*Request*:
Tally the lines in the listing below that contain the string "parts", treating uppercase and lowercase as different. Reply with the number alone.

*Contour annotation listing*:
##########

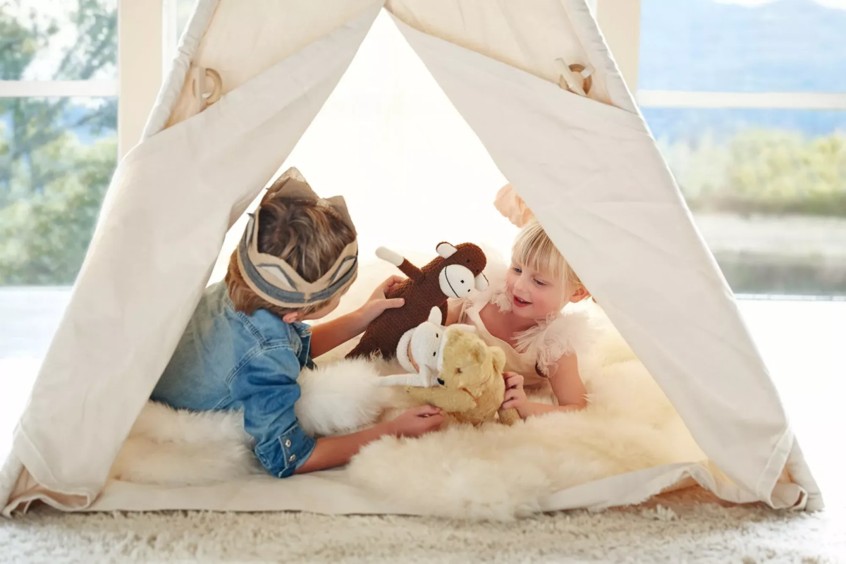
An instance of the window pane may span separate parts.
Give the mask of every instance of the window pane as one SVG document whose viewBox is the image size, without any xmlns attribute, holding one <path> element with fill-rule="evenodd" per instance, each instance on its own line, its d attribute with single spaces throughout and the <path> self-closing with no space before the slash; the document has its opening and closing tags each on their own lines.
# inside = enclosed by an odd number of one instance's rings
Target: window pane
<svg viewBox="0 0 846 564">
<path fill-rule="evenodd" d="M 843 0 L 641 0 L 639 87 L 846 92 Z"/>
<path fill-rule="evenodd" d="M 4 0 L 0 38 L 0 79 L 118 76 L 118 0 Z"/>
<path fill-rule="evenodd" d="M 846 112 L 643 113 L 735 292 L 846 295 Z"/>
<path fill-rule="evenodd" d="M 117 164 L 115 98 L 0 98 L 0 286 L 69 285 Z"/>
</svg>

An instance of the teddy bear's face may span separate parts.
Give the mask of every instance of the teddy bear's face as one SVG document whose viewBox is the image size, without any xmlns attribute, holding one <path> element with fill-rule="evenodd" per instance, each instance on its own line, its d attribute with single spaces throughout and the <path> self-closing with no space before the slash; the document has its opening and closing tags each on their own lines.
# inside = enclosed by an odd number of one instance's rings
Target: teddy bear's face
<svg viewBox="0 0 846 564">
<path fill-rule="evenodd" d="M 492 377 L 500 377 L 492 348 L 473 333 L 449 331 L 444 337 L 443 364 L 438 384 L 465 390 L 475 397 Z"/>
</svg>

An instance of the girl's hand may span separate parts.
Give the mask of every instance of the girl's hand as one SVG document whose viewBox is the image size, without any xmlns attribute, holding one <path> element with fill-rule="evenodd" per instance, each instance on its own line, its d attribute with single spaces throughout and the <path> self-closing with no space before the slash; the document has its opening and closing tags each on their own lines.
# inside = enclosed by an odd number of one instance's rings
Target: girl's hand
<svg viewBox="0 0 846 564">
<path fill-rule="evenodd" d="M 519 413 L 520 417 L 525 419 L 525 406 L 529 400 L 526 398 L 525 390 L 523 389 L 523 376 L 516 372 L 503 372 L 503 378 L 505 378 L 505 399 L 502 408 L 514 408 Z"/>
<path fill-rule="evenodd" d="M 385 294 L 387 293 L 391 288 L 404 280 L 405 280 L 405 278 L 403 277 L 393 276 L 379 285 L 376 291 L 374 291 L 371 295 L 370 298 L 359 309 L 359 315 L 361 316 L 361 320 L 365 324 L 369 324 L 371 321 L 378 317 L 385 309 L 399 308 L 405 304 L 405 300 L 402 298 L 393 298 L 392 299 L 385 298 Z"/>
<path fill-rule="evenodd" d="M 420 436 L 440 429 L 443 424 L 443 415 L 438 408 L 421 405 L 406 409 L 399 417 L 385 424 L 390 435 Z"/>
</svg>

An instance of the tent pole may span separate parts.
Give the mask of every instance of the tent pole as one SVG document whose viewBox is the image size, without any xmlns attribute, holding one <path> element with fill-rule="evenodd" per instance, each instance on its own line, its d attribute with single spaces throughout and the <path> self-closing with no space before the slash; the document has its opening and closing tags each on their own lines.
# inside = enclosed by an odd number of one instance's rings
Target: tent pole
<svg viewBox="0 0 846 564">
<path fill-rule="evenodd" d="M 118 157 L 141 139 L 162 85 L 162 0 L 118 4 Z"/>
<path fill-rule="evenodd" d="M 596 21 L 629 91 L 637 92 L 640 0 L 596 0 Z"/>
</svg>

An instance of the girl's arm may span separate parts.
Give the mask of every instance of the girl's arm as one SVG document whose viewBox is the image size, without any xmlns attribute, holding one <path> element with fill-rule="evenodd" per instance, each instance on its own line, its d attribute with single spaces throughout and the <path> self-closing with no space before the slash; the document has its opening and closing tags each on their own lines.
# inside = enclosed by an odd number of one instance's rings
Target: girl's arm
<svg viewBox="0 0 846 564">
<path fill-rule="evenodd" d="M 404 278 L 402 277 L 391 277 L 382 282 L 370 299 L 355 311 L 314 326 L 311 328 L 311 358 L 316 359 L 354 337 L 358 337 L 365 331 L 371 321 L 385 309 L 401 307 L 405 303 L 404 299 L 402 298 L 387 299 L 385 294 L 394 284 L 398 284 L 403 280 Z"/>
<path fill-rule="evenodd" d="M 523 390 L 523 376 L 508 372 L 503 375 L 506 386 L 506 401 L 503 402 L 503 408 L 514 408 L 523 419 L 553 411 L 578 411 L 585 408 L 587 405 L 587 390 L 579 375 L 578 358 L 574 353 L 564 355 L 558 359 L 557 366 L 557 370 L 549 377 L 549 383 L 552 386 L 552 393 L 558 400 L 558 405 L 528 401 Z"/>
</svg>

##########

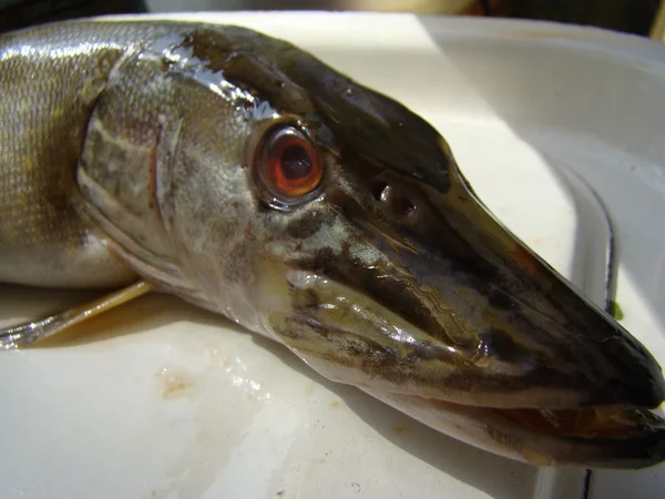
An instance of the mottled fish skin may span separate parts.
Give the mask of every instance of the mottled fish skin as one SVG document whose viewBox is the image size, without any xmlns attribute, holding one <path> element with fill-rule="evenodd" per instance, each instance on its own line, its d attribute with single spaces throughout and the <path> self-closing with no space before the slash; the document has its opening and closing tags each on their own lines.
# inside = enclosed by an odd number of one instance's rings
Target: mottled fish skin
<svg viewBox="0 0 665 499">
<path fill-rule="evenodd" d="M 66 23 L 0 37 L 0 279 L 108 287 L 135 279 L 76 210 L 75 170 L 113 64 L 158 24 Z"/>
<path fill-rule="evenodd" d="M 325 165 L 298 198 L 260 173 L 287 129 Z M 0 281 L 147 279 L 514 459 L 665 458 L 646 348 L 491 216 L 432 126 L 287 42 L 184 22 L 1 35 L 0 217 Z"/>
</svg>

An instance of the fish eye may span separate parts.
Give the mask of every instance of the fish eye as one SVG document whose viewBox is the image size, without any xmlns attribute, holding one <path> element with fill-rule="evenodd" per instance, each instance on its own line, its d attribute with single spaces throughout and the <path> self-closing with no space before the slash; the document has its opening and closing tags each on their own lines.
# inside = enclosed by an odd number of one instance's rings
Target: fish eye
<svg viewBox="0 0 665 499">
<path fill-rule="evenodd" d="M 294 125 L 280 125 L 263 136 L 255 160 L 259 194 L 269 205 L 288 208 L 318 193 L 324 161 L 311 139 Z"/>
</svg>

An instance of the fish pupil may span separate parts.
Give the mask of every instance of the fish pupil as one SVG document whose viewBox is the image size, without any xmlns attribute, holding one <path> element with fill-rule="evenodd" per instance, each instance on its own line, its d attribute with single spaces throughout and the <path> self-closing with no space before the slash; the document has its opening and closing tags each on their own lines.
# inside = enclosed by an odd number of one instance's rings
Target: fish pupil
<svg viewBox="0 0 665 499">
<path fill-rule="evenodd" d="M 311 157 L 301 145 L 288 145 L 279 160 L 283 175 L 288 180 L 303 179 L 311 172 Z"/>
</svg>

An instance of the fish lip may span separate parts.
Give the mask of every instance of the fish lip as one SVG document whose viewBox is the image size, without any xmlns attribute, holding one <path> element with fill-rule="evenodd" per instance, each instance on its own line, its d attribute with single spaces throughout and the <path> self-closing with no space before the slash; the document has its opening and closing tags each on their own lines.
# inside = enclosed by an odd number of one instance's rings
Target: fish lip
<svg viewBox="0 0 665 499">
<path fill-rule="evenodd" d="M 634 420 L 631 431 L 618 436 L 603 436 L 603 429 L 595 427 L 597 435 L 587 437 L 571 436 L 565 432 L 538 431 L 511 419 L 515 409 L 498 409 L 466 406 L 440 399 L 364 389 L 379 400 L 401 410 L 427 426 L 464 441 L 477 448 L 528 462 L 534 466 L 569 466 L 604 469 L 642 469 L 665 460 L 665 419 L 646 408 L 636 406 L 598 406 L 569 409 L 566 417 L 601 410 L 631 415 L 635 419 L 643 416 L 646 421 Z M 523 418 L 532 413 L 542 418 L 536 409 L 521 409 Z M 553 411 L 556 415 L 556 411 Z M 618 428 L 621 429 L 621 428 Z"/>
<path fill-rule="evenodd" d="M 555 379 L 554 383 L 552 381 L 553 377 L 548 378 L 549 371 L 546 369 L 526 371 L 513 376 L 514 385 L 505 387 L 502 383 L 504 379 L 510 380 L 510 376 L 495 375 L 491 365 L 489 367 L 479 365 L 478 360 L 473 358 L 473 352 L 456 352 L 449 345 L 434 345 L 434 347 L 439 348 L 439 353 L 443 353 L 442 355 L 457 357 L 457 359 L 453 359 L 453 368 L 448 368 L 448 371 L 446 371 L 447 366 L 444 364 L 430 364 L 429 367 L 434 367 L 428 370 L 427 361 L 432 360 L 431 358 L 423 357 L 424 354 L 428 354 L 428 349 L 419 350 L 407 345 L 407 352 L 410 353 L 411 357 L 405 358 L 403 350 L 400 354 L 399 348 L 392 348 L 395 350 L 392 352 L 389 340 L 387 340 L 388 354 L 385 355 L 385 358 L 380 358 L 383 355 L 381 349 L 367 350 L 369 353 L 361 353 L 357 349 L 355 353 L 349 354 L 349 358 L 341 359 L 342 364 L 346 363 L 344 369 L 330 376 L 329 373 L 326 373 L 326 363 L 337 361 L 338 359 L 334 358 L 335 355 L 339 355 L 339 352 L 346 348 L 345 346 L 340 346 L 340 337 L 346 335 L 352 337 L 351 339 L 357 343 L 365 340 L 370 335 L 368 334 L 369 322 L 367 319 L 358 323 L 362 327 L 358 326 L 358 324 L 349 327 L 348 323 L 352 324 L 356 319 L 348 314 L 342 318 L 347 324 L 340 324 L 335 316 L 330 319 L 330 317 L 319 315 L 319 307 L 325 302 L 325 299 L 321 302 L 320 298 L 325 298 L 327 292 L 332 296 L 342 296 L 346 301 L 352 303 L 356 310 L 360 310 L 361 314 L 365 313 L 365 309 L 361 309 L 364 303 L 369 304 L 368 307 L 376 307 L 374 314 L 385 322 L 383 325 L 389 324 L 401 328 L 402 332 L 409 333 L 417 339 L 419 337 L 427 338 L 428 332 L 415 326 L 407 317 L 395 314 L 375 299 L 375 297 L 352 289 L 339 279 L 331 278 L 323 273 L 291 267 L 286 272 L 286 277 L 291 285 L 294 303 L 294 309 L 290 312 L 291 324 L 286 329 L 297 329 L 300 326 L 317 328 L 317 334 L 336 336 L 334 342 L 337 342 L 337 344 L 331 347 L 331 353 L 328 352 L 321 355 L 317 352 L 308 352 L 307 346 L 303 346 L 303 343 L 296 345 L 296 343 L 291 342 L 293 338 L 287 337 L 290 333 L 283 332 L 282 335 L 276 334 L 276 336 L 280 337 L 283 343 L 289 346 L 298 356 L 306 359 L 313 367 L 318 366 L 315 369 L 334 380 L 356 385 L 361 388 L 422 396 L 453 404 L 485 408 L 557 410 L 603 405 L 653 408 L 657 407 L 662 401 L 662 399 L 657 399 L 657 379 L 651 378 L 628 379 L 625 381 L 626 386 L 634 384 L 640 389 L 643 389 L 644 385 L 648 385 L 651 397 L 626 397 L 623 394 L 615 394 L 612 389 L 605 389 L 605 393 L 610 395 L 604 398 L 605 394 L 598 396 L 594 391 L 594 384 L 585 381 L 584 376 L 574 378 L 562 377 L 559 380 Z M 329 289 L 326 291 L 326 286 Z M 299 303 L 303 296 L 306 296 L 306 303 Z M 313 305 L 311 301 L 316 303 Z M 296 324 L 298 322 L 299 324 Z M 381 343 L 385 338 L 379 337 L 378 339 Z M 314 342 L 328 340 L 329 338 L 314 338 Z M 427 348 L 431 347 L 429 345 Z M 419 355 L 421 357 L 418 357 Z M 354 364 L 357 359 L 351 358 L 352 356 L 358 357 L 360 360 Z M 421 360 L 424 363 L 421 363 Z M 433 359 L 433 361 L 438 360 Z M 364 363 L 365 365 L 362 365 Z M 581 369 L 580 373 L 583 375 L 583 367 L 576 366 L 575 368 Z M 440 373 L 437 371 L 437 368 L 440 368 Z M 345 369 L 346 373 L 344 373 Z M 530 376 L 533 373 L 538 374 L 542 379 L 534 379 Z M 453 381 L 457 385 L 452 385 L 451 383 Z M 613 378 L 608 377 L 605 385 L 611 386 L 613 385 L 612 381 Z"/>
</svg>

##########

*Complete answer*:
9